Present the following entries again, word for word and in full.

» DATA SUPPLIED
········
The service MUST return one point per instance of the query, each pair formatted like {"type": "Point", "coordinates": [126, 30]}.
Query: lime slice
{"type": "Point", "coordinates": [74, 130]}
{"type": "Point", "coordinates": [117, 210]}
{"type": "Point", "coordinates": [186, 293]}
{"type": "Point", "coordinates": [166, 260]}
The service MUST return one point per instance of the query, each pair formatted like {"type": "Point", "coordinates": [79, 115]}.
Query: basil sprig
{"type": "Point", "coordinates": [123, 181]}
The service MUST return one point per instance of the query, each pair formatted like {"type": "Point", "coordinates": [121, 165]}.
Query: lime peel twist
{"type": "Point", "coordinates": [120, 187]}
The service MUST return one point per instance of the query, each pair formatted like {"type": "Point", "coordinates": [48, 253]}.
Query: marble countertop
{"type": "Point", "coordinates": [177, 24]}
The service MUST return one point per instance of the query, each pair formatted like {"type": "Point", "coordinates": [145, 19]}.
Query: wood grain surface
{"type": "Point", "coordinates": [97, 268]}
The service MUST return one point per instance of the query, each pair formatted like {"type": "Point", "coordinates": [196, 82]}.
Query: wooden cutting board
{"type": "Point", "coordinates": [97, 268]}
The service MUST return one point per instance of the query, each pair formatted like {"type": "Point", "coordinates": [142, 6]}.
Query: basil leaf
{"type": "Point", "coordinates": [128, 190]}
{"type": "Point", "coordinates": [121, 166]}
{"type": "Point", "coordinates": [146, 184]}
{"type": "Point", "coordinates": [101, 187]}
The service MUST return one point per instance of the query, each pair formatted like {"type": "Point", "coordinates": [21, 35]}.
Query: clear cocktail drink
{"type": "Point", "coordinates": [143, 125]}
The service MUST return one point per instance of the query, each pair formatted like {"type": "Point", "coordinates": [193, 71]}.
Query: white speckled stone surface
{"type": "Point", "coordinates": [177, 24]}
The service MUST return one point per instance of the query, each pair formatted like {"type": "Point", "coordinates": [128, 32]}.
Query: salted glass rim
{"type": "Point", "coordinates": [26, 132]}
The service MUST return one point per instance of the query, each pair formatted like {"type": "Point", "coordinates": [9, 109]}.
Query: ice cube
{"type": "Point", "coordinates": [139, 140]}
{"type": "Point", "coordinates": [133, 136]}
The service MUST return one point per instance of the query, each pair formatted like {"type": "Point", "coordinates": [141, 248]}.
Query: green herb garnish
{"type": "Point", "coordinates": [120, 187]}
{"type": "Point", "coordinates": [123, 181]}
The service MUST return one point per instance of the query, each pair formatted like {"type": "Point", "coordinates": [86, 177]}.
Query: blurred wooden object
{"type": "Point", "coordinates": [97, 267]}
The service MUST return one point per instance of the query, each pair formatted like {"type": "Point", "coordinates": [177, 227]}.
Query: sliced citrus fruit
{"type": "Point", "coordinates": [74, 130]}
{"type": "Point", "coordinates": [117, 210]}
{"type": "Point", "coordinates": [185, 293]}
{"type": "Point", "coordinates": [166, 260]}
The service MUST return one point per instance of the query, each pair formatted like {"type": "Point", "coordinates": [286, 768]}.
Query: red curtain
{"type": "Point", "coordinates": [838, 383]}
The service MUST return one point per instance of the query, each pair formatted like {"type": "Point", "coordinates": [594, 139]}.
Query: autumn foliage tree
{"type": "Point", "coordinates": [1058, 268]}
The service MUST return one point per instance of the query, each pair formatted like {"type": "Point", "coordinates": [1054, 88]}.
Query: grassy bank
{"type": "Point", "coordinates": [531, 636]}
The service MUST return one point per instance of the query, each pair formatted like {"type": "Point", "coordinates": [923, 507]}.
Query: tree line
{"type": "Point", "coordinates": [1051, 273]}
········
» RESULT
The service MUST return one point per instance of the query, each pair formatted like {"type": "Point", "coordinates": [126, 30]}.
Query: lime slice
{"type": "Point", "coordinates": [74, 130]}
{"type": "Point", "coordinates": [117, 210]}
{"type": "Point", "coordinates": [186, 293]}
{"type": "Point", "coordinates": [166, 260]}
The service MUST return one point per instance of the query, each pair formatted like {"type": "Point", "coordinates": [79, 115]}.
Query: basil sprig
{"type": "Point", "coordinates": [123, 181]}
The service MUST return one point per instance of the query, each pair formatted like {"type": "Point", "coordinates": [121, 165]}.
Query: lime peel twist
{"type": "Point", "coordinates": [120, 187]}
The service MUST return one point per instance of the query, each pair formatted like {"type": "Point", "coordinates": [48, 253]}.
Query: marble countertop
{"type": "Point", "coordinates": [177, 24]}
The service MUST return one point per instance of the query, each pair formatted like {"type": "Point", "coordinates": [145, 19]}.
Query: wood grain surface
{"type": "Point", "coordinates": [97, 268]}
The service MUST return one point per instance of the query, each pair formatted like {"type": "Point", "coordinates": [196, 82]}.
Query: wooden cutting board
{"type": "Point", "coordinates": [97, 268]}
The service MUST return one point per instance of the query, each pair formatted like {"type": "Point", "coordinates": [142, 6]}.
Query: basil leaf
{"type": "Point", "coordinates": [128, 190]}
{"type": "Point", "coordinates": [121, 166]}
{"type": "Point", "coordinates": [146, 184]}
{"type": "Point", "coordinates": [101, 187]}
The service MUST return one point per instance of the query, each pair formatted like {"type": "Point", "coordinates": [21, 35]}.
Query: clear cocktail drink
{"type": "Point", "coordinates": [143, 125]}
The service MUST return one point per instance of the query, each pair formatted like {"type": "Point", "coordinates": [193, 71]}.
Query: white speckled stone surface
{"type": "Point", "coordinates": [177, 24]}
The service MUST return one point per instance of the query, each pair formatted like {"type": "Point", "coordinates": [128, 32]}.
Query: salted glass rim
{"type": "Point", "coordinates": [26, 132]}
The service MUST return one point per instance of the query, each pair formatted like {"type": "Point", "coordinates": [9, 109]}.
Query: ice cube
{"type": "Point", "coordinates": [139, 140]}
{"type": "Point", "coordinates": [133, 136]}
The service MUST return one point per instance of the query, each pair formatted like {"type": "Point", "coordinates": [141, 248]}.
Query: green herb garnish
{"type": "Point", "coordinates": [120, 187]}
{"type": "Point", "coordinates": [123, 181]}
The service MUST return one point per instance of the query, each pair formatted like {"type": "Point", "coordinates": [86, 177]}.
Query: blurred wooden object
{"type": "Point", "coordinates": [97, 267]}
The service MUST return one point per instance of the query, each pair formatted like {"type": "Point", "coordinates": [177, 227]}.
Query: sliced citrus fruit
{"type": "Point", "coordinates": [74, 130]}
{"type": "Point", "coordinates": [117, 210]}
{"type": "Point", "coordinates": [185, 293]}
{"type": "Point", "coordinates": [166, 260]}
The service MUST return one point per instance of the query, each pair formatted like {"type": "Point", "coordinates": [286, 768]}.
Query: red curtain
{"type": "Point", "coordinates": [838, 383]}
The service MUST return one point per instance of the query, each pair formatted like {"type": "Point", "coordinates": [594, 139]}.
Query: autumn foliage tree
{"type": "Point", "coordinates": [1058, 268]}
The service MUST return one point per instance of the query, each pair formatted like {"type": "Point", "coordinates": [1054, 88]}.
Query: grassy bank
{"type": "Point", "coordinates": [531, 636]}
The service MUST return one point per instance of the query, each pair formatted like {"type": "Point", "coordinates": [923, 507]}.
Query: tree line
{"type": "Point", "coordinates": [1051, 273]}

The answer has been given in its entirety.